*GOAL OF THE EXERCISE*
Could you copy every line of the records below word for word, leaving out the pictures?

*RECORDS FOR PROCESSING*
· · · ·
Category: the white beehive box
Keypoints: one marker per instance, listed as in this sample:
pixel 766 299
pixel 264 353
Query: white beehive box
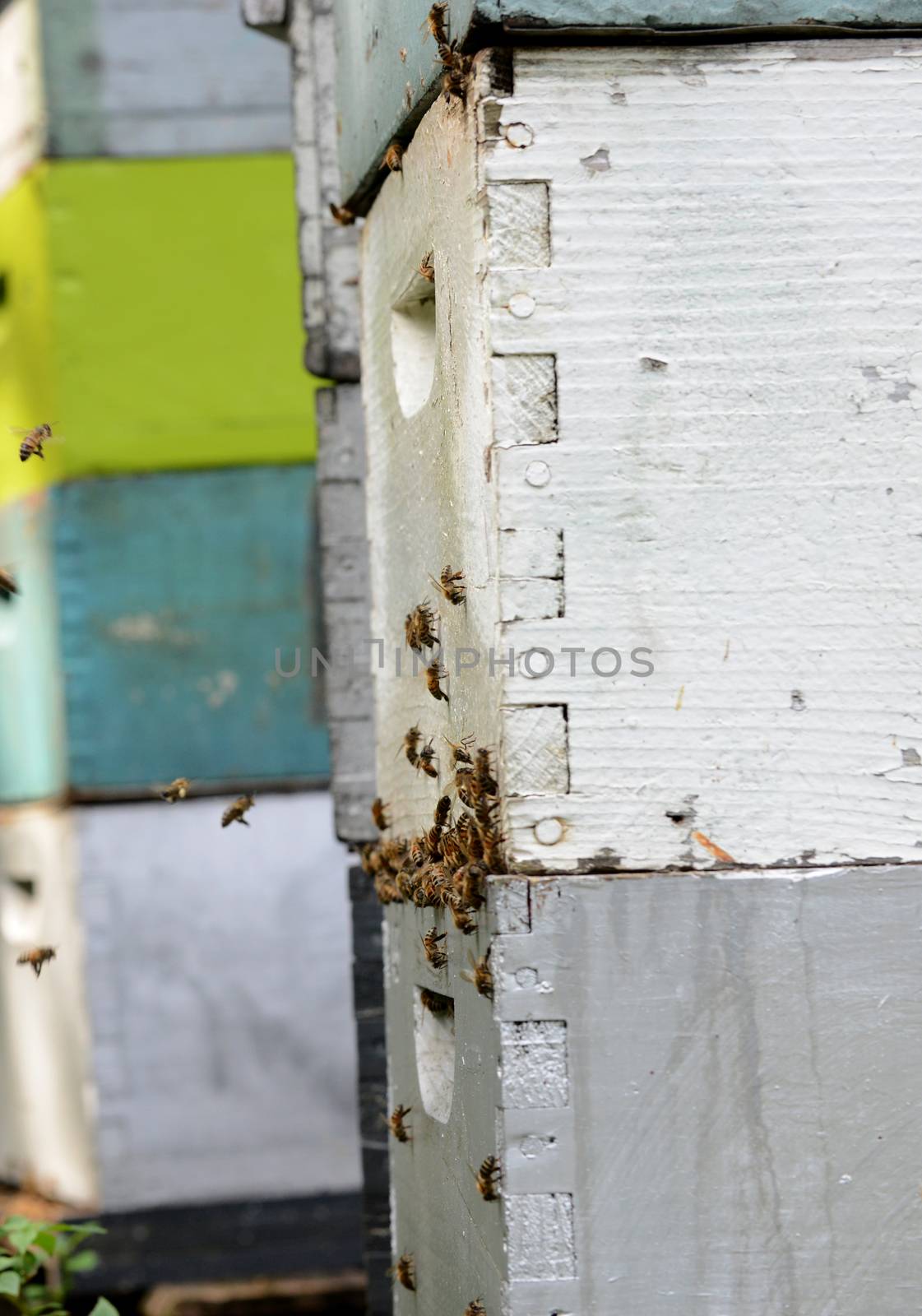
pixel 663 394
· · · ·
*TASK RESULT*
Category: the white beehive box
Keypoints: one marker per instance, listed as in this sample:
pixel 766 299
pixel 264 353
Query: white beehive box
pixel 663 394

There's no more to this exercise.